Render every line of the material below as a JSON list of strings, one string per line, with blank lines omitted.

▬▬▬▬▬▬▬▬▬▬

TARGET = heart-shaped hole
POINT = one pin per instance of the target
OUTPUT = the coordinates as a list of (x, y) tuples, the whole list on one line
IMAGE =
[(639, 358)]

▬▬▬▬▬▬▬▬▬▬

TASK RESPONSE –
[
  "TARGET = heart-shaped hole",
  "POINT = one pin per instance of the target",
  "OUTPUT = the coordinates as a list of (x, y) tuples, the whole list on one line",
  "IMAGE =",
  "[(639, 358)]"
]